■ YOUR TASK: Repeat exactly, and only, the lines of the entries below from the one with "TARGET: marquee tent" through the one with "TARGET: fingers", both ends included.

Referring expression pointing data:
--- START ---
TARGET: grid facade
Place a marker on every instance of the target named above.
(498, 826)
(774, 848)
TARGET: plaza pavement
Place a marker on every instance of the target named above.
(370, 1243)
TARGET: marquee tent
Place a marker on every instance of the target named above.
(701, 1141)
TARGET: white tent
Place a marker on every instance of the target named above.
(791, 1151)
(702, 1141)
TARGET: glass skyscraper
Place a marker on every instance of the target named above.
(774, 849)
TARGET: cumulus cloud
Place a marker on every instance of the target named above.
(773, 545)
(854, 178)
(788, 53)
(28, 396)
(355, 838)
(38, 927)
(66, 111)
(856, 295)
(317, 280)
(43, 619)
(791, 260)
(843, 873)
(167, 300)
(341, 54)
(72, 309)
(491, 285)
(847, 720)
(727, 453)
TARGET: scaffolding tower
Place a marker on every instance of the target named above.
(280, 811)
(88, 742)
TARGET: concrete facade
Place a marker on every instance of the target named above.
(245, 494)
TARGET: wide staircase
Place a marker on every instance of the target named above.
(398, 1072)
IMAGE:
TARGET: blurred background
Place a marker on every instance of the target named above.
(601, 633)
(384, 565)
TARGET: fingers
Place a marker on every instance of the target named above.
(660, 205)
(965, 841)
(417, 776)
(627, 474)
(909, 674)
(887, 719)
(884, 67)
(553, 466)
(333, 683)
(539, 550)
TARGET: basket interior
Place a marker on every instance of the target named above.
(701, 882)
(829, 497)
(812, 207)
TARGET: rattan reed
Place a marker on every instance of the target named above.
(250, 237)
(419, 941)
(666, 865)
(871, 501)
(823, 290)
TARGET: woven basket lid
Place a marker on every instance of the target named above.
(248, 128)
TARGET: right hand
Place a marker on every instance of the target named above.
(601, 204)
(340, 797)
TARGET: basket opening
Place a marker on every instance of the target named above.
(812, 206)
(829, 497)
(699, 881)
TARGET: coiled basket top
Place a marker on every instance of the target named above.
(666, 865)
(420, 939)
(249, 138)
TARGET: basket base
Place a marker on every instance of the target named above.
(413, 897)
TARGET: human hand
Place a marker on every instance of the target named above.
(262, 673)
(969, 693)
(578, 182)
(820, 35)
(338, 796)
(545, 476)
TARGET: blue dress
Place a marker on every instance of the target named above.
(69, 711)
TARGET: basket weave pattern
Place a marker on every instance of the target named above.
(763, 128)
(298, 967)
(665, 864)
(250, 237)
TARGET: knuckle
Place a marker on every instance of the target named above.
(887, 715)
--- END ---
■ ANSWER AREA:
TARGET: marquee tent
Place a marker on every instance of the target named above.
(701, 1141)
TARGET: white tent
Place a marker on every instance of the target named above.
(791, 1151)
(702, 1141)
TARGET: glass skyscraper
Place a marker on every instance of the target named above.
(774, 849)
TARGET: cumulus cloud
Place a marker on every instance of the target named above.
(773, 545)
(854, 178)
(788, 53)
(28, 396)
(355, 838)
(38, 927)
(66, 111)
(856, 295)
(317, 280)
(43, 619)
(791, 260)
(843, 873)
(167, 300)
(341, 54)
(72, 309)
(491, 285)
(847, 720)
(727, 453)
TARGET: scaffolding tower
Place a marker on every instance of the target named above.
(280, 811)
(88, 742)
TARGET: concrete facade
Place a marker on every instance of the target named above.
(245, 494)
TARGET: wide staircase
Place a marker on every instance of the target named above.
(398, 1072)
IMAGE:
TARGET: blurred background
Place a marker on every instance of the target named above.
(601, 633)
(384, 565)
TARGET: fingers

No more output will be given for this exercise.